─── Passage given ───
# Canada to spend $4-million rebuilding Kandahar prison



## GAP (27 Jun 2008)

Canada to spend $4-million rebuilding Kandahar prison
BILL CURRY  From Friday's Globe and Mail June 26, 2008 at 7:47 PM EDT
Article Link

OTTAWA — Canada will spend $4-million beefing up security at Kandahar's Sarpoza prison, half of it on rebuilding the walls, gates and towers that were blown up in this month's explosions that freed at least 400 insurgents.

Foreign Affairs Minister David Emerson made the announcement on Thursday, saying the money will come from the previously announced peace and security fund for Afghanistan.

The June 13 prison break was quickly followed by an insurgent attack in the Arghandab district north of Kandahar that Afghan and Canadian forces defeated in a bloody confrontation.

Three senior Afghan officials – including police chief Syed Aqa Saqib – have been fired since the prison break, Ahmed Wali Karzai, head of the provincial council and brother of Afghan President Hamid Karzai, told The Canadian Press on Thursday in Kandahar

All three of them will be under investigation,” Mr. Karzai said.

Canada's ambassador to Afghanistan, Arif Lalani, told reporters by teleconference that anxiety in Kandahar over the prison break is dissipating. People who had been holed up in their homes for fear of the Taliban's return are back in the streets, shopping at Kandahar city's markets.

“It's pretty clear to us that life is returning back to normal in Kandahar city,” he said. “It's clear that a prison break of this size is obviously a major development and a negative development, but people are returning back to normal lives in Kandahar.”
More on link


----------



## wdewitt (12 Jul 2008)

The British or Americans should of been running it. CSC is too cheap and hug a thug liberal attitude.
This is a third world country that will kill you for something to do. They knew that the prison had weak walls and that the Taliban were up to something in the last coming months.  
Another CSC success ??? ;D story in the making. :crybaby:


----------



## Blackadder1916 (12 Jul 2008)

desertfox115 said:
			
		

> . . . Another CSC success ??? ;D story in the making. :crybaby:



Huh? What does CSC have to do with this?


----------



## The Bread Guy (12 Jul 2008)

desertfox115 said:
			
		

> Another CSC success ??? ;D story in the making. :crybaby:



I'd be very interested in what source you have for information indicating CSC was operating the prison at the time of the break.

You'll also find some members of that organization who frequent these fora may be interested, too.


----------



## wdewitt (16 Jul 2008)

Thanks for the threat but i am not scared of them . ;D or there organization.


----------
─── Given records ───
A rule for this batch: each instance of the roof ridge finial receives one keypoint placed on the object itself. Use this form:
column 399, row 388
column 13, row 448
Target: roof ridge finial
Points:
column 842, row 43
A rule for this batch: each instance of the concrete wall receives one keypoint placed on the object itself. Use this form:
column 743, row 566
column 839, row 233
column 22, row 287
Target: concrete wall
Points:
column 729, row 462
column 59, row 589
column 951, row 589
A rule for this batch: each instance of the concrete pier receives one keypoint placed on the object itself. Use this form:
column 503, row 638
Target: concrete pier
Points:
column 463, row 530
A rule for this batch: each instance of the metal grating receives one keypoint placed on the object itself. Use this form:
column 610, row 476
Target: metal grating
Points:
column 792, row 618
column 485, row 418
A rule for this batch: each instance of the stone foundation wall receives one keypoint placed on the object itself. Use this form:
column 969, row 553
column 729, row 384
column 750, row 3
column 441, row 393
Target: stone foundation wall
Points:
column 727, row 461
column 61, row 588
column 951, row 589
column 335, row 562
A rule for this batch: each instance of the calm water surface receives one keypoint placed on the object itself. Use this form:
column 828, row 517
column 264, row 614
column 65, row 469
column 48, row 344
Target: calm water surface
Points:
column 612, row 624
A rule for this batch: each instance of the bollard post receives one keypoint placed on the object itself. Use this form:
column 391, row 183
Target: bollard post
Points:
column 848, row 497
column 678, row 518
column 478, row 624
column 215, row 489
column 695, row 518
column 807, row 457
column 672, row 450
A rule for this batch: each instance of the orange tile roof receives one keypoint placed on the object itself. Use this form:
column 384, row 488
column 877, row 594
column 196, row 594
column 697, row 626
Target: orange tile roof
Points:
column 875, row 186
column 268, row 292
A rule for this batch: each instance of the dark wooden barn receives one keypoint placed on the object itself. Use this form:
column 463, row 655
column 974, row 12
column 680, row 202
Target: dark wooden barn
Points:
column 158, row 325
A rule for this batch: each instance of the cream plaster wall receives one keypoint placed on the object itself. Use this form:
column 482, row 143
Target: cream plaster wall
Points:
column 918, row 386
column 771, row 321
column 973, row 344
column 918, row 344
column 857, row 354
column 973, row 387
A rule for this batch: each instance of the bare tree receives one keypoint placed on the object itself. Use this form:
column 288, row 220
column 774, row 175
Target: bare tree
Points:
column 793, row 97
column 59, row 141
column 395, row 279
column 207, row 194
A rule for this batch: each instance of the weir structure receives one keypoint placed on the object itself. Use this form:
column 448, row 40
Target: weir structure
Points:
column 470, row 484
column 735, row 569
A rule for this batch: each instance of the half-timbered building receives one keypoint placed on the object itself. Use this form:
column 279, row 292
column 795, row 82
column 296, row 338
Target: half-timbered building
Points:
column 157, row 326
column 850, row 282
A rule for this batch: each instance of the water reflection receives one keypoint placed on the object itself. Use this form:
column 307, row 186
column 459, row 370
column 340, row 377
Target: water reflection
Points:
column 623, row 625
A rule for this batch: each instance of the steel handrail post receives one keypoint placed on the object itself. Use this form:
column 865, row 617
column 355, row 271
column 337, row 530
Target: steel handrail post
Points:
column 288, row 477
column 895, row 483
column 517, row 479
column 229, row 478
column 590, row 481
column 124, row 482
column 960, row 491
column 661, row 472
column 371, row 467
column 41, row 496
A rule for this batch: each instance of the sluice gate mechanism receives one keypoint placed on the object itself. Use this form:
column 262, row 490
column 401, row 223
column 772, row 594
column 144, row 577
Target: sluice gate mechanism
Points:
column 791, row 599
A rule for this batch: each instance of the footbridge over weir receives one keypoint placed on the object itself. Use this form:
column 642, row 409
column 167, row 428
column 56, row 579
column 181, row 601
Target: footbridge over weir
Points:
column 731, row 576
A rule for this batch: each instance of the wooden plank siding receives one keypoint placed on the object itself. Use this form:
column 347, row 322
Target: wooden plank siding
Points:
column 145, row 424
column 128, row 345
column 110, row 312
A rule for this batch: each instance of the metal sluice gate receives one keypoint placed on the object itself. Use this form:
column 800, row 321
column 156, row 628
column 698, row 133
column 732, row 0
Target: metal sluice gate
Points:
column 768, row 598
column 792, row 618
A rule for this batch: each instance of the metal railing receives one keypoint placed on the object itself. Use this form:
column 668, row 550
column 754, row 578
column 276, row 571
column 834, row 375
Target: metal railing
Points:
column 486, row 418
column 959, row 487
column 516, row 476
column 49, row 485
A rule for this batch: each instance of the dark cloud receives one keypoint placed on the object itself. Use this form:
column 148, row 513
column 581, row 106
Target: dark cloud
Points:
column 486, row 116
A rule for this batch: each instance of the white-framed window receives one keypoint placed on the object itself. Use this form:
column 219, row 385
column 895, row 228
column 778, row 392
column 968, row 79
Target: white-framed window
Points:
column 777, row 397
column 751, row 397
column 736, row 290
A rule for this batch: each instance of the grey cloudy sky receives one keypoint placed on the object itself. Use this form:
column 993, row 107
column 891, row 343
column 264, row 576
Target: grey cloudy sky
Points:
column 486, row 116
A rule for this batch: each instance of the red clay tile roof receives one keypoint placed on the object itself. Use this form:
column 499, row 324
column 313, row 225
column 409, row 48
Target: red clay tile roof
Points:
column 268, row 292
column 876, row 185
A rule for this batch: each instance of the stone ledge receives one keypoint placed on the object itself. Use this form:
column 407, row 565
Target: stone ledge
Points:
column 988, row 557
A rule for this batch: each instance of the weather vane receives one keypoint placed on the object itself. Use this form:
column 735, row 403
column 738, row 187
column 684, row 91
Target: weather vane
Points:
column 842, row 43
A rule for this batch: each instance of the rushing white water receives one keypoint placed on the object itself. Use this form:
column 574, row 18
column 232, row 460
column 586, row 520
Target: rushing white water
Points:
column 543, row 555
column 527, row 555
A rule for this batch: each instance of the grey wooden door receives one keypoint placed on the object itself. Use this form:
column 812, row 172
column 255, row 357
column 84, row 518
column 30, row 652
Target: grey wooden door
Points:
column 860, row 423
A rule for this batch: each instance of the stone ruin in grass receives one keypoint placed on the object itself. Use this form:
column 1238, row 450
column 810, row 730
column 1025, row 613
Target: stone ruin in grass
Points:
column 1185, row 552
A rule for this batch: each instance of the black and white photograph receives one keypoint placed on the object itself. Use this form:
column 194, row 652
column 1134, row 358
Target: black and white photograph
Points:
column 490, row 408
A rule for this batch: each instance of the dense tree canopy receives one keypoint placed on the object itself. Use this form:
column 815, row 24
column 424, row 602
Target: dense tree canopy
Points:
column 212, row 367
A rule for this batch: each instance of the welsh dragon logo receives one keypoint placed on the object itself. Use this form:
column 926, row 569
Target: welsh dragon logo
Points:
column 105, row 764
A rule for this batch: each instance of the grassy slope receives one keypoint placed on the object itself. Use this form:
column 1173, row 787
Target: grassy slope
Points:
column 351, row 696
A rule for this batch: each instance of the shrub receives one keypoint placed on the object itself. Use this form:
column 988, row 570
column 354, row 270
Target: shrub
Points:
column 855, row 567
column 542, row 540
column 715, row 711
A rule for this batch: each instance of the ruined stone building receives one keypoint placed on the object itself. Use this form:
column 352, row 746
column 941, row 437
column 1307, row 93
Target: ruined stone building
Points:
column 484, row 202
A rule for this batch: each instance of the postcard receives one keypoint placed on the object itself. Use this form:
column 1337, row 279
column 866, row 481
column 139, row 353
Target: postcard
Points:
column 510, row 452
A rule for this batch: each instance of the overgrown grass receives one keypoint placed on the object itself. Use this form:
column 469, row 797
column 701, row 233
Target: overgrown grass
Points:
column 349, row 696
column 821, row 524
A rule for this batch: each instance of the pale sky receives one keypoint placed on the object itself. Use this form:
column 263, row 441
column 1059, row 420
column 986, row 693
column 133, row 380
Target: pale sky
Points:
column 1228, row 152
───
What you will do: Reproduce verbatim the part of the forum thread on the Kandahar prison above, starting with "## GAP (27 Jun" and going on through "least 400 insurgents.".

The response:
## GAP (27 Jun 2008)

Canada to spend $4-million rebuilding Kandahar prison
BILL CURRY  From Friday's Globe and Mail June 26, 2008 at 7:47 PM EDT
Article Link

OTTAWA — Canada will spend $4-million beefing up security at Kandahar's Sarpoza prison, half of it on rebuilding the walls, gates and towers that were blown up in this month's explosions that freed at least 400 insurgents.